Work order A: Translate this sentence from the in-home care article into Spanish: "The problem is that the demand is dramatically outpacing the supply of direct care workers."
Work order B: Summarize the in-home care article in two sentences.

Page extract:
As the U.S. population ages, the demand for in-home care is rising.
By "2030, we will have more people over the age of 65 than under the age of 18," Vicki Hoak, executive director of the Home Care Association of America, said. "I don't know if we're ready for that.
The association is a leading trade organization representing home care agencies and their suppliers across the U.S. Its focus is on non-medical personal care that is not covered by Medicare.
"I just really believe that every American should have a right to stay in their home and receive the care as they age," Hoak said.
According to AARP, a growing number of Americans say they want to age in place, at home, rather than in a nursing facility. As a result, the demand for in-home care is skyrocketing.
Getting in-home care services depends on your health, insurance, financial circumstances, and personal needs. AARP notes that those costs can be covered by an individual or their family, long-term insurance, state or government programs such as Medicaid, or even nonprofit organizations.
"Home care is kind of unlike any other health care delivery model. It's 1 to 1 care that's unusual for like 8 hours," Hoak said.
The problem is that the demand is dramatically outpacing the supply of direct care workers.
"I can tell you for the 25 years I have been representing these folks, we've always talked about [not having] enough workers. The changes after the pandemic became so much more," Hoak said. "We were seeing 25% of people calling an agency needing care turned away because we didn't have. The workers. And I often think about my mom, who I love dearly. What would I have done if I couldn't find a worker? I would have had to quit my job. And that's where many times these families are struggling."
So just how much of a disconnect is there between the demand and supply for in-home care? Scripps News caught up with Dr. Amanda Kreider, a health economist at the University of Pennsylvania. A paper she co-authored earlier this year on home care had some surprising findings.
"Given all the recent reports about shortages, we thought maybe the number of workers had actually declined over time, but that's actually not what we found. So, the number of home care workers has actually increased pretty substantially over the last couple of decades. Actually, it's increased faster than the size of the U.S. population. So that's not the problem," Kreider said.
The report found that "the number of home care workers per 100 home and community-based services (HCBS) participants declined by 11.6% between 2013 and 2019, with preliminary estimates suggesting that further declines occurred in 2020."
Kreider says while the U.S. isn't alone in its struggle to provide care as the population ages, the way insurance works here isn't helping.
"Typically, when people get older, they enroll in the Medicare program, and Medicare actually doesn't cover long-term services and supports. And really, I think something that's kind of missing in the U.S. is a comprehensive insurance program for long-term care that covers, you know, everybody. A lot of people end up having to pay for [long-term care] out of pocket until they don't have enough money anymore, and then they spend down their income and enroll in Medicaid," Kreider said.
But experts say the insurance system isn't the only aspect of in-home care that needs to change.
"These people are so valuable. I always like to say they're like the backbone of long-term care in this country because they allow people to stay at home," Hoak said. "And yet, unfortunately, they're not valued as much as they should be."
Hoak says workers deserve better pay and that the industry needs more help from lawmakers.
"And I'm not going to mince words. They need to be paid more," Hoak said. "Right now, 30% of our workforce are people who are not born in this country. Everyone recognizes that we've got to look at some immigration reform to bring in people from other countries to be home care aides."
And that means giving them an avenue for a stable work life.
"We also talk a lot about career paths. You know, when we talk to our workers, they say, I need better wages, I need better benefits, and I want to be recognized and valued, and I want to have a career path that if I come in as a home care aide," Hoak said. "What are my steps that I can do to make more money and be promoted like we all are?"
By caring for others, we just receive the care we desire as we age.

Recorded data:
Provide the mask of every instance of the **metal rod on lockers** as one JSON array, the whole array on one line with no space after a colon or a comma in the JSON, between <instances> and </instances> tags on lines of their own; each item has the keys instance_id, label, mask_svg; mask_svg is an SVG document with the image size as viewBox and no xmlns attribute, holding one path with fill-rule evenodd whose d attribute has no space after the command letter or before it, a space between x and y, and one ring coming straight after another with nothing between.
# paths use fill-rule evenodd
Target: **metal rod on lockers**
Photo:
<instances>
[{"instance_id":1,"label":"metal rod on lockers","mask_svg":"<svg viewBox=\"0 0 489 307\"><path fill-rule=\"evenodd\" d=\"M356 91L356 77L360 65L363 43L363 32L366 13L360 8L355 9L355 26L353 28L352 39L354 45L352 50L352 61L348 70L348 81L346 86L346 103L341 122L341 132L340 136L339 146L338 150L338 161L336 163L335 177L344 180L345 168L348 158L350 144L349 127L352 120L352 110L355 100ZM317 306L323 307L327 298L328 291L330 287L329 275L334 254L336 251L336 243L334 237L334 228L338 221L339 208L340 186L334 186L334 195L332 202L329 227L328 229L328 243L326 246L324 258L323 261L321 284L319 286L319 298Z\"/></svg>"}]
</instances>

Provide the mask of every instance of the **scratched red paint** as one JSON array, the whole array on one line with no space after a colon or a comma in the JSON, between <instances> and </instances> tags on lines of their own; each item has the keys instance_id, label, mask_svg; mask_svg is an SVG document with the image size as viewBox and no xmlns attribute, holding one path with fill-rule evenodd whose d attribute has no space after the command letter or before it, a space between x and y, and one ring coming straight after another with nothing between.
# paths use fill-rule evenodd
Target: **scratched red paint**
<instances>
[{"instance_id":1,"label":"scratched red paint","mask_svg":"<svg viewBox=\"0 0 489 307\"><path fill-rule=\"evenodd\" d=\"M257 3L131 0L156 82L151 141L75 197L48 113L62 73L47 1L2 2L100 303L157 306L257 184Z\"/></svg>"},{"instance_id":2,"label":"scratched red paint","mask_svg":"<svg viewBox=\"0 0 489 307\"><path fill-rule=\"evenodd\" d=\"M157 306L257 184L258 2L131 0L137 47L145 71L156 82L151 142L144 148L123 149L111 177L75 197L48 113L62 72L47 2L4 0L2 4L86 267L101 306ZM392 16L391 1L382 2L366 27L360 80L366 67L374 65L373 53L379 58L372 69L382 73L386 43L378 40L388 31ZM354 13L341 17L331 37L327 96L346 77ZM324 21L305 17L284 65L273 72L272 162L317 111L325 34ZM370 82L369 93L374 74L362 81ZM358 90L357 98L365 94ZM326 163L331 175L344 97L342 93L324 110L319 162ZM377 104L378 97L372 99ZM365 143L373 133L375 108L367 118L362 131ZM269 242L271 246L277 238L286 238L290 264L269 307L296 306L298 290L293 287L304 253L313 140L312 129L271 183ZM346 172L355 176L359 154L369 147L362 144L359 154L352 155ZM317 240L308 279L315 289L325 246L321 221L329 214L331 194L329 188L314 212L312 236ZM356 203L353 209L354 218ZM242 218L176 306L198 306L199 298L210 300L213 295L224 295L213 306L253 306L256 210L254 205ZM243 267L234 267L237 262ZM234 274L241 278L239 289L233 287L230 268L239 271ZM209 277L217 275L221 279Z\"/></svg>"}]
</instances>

Answer A: El problema es que la demanda está superando drásticamente la oferta de trabajadores de atención directa.

Answer B: As the U.S. population ages and more Americans want to age at home, demand for in-home care is soaring and outpacing the supply of direct care workers, even though their numbers have grown faster than the population. Health economist Amanda Kreider points to the lack of comprehensive long-term care insurance, while Vicki Hoak of the Home Care Association of America calls for better pay, immigration reform, and career paths for workers.